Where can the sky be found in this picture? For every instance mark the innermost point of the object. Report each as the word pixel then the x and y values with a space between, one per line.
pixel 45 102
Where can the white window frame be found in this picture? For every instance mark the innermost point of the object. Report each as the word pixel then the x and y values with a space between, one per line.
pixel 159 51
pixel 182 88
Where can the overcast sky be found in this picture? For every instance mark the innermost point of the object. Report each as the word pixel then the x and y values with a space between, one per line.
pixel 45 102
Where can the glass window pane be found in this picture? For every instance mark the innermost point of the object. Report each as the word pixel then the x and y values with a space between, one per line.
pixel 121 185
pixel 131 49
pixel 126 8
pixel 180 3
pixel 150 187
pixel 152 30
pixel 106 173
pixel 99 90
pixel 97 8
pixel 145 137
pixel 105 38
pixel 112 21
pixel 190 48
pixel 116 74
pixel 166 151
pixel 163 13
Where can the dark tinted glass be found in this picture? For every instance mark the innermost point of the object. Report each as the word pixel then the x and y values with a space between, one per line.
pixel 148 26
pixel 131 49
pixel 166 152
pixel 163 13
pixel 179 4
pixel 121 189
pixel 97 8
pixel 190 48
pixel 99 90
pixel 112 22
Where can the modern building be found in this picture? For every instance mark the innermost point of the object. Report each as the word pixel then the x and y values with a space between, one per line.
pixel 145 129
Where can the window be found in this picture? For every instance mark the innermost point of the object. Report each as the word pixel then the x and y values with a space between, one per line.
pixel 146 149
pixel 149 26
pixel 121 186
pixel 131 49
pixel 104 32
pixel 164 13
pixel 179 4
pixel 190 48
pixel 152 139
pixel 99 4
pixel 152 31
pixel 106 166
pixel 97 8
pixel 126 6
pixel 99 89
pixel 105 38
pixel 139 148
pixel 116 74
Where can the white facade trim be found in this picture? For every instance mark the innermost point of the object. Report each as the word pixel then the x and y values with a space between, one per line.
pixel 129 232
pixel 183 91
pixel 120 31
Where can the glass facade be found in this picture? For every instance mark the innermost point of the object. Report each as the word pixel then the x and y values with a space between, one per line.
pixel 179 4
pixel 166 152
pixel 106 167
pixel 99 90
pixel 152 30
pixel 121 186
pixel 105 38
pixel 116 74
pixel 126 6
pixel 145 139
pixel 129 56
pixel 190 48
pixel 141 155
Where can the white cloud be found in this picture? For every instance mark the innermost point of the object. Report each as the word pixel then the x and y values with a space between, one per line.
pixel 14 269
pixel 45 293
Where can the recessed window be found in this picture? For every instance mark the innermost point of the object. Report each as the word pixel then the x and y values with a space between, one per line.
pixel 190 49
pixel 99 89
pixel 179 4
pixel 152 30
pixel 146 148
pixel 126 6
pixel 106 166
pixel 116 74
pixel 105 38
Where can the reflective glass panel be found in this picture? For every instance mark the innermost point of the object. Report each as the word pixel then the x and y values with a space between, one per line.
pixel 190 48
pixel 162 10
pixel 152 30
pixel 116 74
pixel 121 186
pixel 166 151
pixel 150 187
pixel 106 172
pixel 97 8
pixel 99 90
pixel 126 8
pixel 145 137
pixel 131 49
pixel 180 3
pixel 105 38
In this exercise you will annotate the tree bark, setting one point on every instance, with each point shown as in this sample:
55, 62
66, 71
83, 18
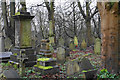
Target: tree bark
110, 29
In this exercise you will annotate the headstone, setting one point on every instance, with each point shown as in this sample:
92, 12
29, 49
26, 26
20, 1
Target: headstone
75, 41
60, 54
11, 73
85, 64
51, 35
76, 67
70, 70
89, 69
83, 44
97, 46
71, 45
61, 41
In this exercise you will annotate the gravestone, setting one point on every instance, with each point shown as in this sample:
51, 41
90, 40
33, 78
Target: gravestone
76, 67
75, 41
70, 70
46, 64
61, 41
11, 74
71, 45
2, 43
97, 46
88, 68
83, 45
60, 54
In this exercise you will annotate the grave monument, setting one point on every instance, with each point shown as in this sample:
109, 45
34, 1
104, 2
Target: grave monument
23, 51
46, 64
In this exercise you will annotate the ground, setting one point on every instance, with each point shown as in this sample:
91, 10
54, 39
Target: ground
95, 60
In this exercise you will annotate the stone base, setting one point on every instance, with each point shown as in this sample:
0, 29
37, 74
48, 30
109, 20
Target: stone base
27, 64
30, 58
28, 51
5, 56
53, 70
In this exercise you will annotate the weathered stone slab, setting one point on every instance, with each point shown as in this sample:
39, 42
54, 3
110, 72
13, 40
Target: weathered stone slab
97, 46
60, 53
87, 68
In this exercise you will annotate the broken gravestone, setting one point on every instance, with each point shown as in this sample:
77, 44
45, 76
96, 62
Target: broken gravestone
71, 45
11, 74
70, 70
61, 41
76, 67
87, 68
97, 46
83, 44
61, 54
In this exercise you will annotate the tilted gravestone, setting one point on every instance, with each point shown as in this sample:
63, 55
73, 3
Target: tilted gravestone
97, 46
76, 67
71, 45
83, 45
88, 68
70, 70
60, 54
2, 43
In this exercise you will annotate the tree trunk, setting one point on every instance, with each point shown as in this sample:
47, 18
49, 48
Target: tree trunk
110, 35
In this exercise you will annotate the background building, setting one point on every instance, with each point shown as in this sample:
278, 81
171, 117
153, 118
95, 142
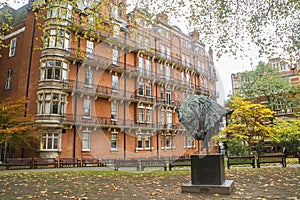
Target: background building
108, 92
285, 104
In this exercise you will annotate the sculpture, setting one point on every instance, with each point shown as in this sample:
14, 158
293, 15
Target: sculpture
201, 116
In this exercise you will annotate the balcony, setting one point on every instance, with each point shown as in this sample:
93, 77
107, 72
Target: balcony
105, 122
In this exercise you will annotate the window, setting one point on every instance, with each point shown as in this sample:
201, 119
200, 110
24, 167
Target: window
168, 96
143, 140
147, 140
141, 65
141, 114
12, 47
115, 57
60, 10
188, 141
114, 141
169, 119
146, 43
148, 67
163, 49
162, 142
87, 108
88, 80
188, 61
148, 89
53, 70
57, 38
50, 141
162, 116
51, 103
140, 141
169, 53
182, 77
183, 59
116, 31
188, 78
141, 88
168, 141
162, 93
149, 115
161, 71
168, 73
86, 141
114, 111
8, 79
140, 41
115, 83
89, 49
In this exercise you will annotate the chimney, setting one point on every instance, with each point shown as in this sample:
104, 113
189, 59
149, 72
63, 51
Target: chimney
162, 17
194, 36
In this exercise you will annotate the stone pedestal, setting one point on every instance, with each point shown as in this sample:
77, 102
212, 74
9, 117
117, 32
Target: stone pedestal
208, 175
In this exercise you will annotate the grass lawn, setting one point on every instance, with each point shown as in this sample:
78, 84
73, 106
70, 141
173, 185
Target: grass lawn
264, 183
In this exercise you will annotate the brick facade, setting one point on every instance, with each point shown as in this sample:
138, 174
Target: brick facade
91, 104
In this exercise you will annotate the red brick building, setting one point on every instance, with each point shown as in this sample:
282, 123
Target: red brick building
106, 93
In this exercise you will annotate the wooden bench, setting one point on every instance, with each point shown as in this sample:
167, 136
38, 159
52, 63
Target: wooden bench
44, 162
91, 162
271, 158
69, 162
240, 160
126, 163
153, 163
18, 162
179, 163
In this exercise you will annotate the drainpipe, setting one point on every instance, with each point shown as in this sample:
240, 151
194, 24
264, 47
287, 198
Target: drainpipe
125, 101
75, 106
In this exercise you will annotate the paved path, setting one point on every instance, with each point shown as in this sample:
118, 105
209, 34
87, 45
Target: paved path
110, 168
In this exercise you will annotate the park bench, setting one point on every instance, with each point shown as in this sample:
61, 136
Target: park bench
180, 162
240, 160
126, 163
153, 163
271, 158
92, 162
69, 162
19, 162
44, 162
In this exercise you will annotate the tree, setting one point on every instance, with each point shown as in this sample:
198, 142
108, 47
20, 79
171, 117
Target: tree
248, 123
229, 26
232, 25
288, 134
266, 82
16, 130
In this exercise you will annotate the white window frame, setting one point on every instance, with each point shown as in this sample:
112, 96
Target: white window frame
169, 119
12, 47
115, 83
114, 111
87, 108
141, 91
148, 115
141, 115
115, 56
50, 142
89, 49
8, 79
148, 67
141, 65
88, 78
114, 141
148, 91
86, 140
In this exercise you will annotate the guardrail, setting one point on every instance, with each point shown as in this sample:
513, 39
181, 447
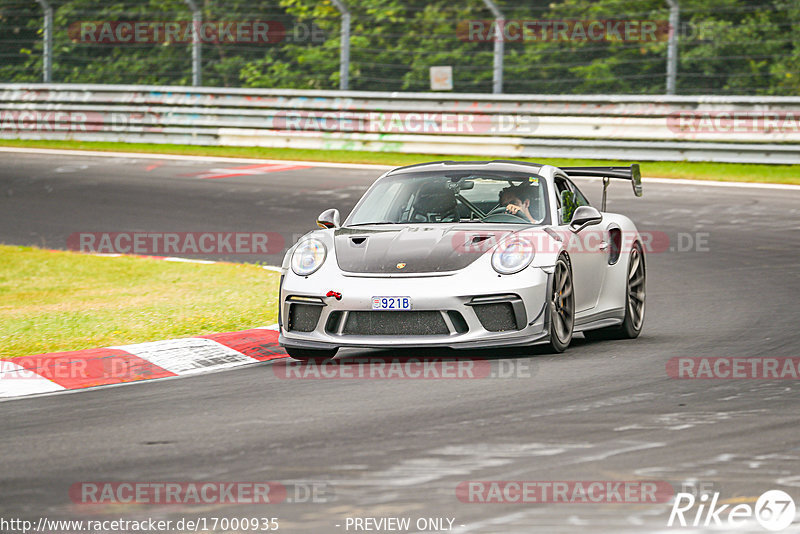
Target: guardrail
723, 129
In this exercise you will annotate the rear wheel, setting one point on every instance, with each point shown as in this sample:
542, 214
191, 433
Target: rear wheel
631, 326
311, 355
561, 306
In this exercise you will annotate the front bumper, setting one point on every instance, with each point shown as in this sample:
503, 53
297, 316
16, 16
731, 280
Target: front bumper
457, 297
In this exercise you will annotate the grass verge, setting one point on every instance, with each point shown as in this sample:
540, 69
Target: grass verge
729, 172
53, 301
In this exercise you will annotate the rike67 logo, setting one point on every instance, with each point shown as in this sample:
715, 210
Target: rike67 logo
774, 510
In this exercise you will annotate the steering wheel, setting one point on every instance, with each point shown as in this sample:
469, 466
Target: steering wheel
499, 214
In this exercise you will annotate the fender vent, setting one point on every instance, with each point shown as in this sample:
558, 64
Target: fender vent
303, 317
497, 317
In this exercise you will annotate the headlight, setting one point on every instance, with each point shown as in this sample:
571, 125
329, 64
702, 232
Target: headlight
308, 257
512, 255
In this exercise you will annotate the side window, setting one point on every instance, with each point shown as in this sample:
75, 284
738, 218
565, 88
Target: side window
566, 199
579, 197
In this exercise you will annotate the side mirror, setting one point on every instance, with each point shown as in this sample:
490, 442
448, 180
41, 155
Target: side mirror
329, 219
584, 216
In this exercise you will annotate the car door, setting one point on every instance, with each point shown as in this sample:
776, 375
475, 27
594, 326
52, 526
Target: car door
588, 249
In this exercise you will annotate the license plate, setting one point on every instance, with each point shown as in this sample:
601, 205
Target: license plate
391, 303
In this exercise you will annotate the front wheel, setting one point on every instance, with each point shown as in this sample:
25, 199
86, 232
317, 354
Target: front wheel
311, 355
561, 307
631, 326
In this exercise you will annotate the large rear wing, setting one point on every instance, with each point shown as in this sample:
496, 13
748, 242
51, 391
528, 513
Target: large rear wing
631, 173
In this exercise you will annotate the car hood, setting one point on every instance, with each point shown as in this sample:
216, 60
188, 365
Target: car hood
413, 248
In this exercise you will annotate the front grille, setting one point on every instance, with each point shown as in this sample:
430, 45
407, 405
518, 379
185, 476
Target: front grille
497, 317
395, 323
303, 317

+--

**Exercise objective:**
Write out only what runs from the line holding "In this exercise you will annotate the large" through the last line of the records, exactly as shown.

**Exercise answer:**
In this exercise you will annotate the large rear wing, setting one point on every instance, with each point shown as in this sample:
496, 13
748, 242
51, 391
528, 513
Target: large rear wing
631, 173
In this exercise you will annotate the car hood, setting one point on every instance, with each point shown as in this sample:
216, 60
188, 365
Target: car hood
413, 248
In this exercise you will annotate the front grille, setting one point on every instance, with each point shown as in this sample:
430, 45
407, 405
518, 379
185, 476
Target: front grille
497, 317
395, 323
303, 317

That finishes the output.